- DIRECTIONS FOR THIS TASK: Reproduce the following lines verbatim, without altering any character.

● ● ● ●

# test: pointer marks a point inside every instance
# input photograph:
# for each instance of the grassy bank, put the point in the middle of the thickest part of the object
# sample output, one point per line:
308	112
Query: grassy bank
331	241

● ● ● ●

- FINAL RESULT:
# test: pointer marks a point inside every instance
# input photograph:
# for each instance of the grassy bank, put the point in the middle of the thickest part of the object
# sample output, one point per line:
308	112
Query: grassy bank
331	241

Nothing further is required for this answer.